▸ **CONSEGNA DELL'ESERCIZIO**:
Riscrivi il brano sui vaccini contro il Covid-19 partendo da "La possibilità e" e proseguendo fino a "leggi di mercato.", con "bene commerciale" al posto di "prodotto di mercato".

▸ **BRANO PROPOSTO**:
=====

Covid 19

Virus internazionalista ma vaccini privati e nazionalisti

di Jorge Marchini (*); da: rebelion.org; 5.2.2021

 

L’enorme risultato della scienza dell’aver ottenuto in tempo record dei vaccini contro il Covid-19 si contrappone, come crudo paradosso, alla mercificazione della salute. Questa non solo mette in evidenza le distanze economiche e sociali abissali nelle cure mediche ma, e in modo immediato, mette a rischio l’eventuale possibilità di porre fine nel prossimo periodo alla pandemia mondiale attraverso la vaccinazione universale.

 

Nonostante le lunghe dichiarazioni di leaders mondiali che avvertono che si tratta di una “crisi di tutta l’umanità”, la fornitura dei vaccini si sta sviluppando come un eccezionale affare privato.

La possibilità e la necessità di una vaccinazione di massa per il superamento della crisi sanitaria ha come freno evidente il fatto che si tratta il vaccino come un prodotto di mercato – “chi paga accede” o, come già si vede nell’immediato, “il paese più ricco vaccina per primo” – nonostante il virus contagi senza rispettare frontiere, privilegi economico-sociali o leggi di mercato.

 

Paradossalmente l’investimento iniziale sulla ricerca e lo sviluppo è stato finanziato centralmente con fondi pubblici e acquisti statali anticipati – compresi quelli dei paesi più poveri – che sono stati realizzati prima ancora di conoscere l’efficacia di ogni vaccino e il periodo di protezione dal contagio che la loro applicazione può dare.

=====

▸ **DATI FORNITI**:
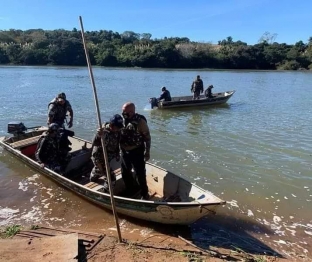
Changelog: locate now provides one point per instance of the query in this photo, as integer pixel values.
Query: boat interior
(163, 185)
(187, 98)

=====

▸ **SOLUZIONE SVOLTA**:
La possibilità e la necessità di una vaccinazione di massa per il superamento della crisi sanitaria ha come freno evidente il fatto che si tratta il vaccino come un bene commerciale – “chi paga accede” o, come già si vede nell’immediato, “il paese più ricco vaccina per primo” – nonostante il virus contagi senza rispettare frontiere, privilegi economico-sociali o leggi di mercato.